▸ SET PROBLEM
Return every line in the records below that contains the string "Where". Treat uppercase and lowercase letters as different.
* Begin DATA RECORDS *
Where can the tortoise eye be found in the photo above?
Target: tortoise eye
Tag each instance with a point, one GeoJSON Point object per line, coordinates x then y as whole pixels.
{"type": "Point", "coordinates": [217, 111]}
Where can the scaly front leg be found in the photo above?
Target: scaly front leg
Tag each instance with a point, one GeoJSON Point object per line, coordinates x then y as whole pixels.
* End DATA RECORDS *
* Begin DATA RECORDS *
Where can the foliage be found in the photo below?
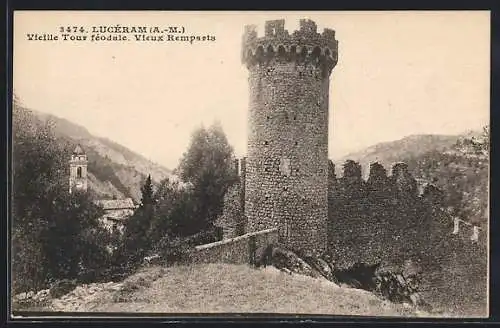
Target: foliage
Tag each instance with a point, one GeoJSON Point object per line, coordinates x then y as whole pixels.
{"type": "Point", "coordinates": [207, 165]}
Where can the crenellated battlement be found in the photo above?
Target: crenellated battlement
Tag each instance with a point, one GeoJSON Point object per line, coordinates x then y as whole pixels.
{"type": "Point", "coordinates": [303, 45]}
* End DATA RECORDS *
▸ IN RESPONSE
Where can the tortoise eye be found in the photo above?
Where can the scaly front leg be found in the photo above?
Where can the foliage be found in the photo below?
Where can the crenellated battlement be found in the photo above?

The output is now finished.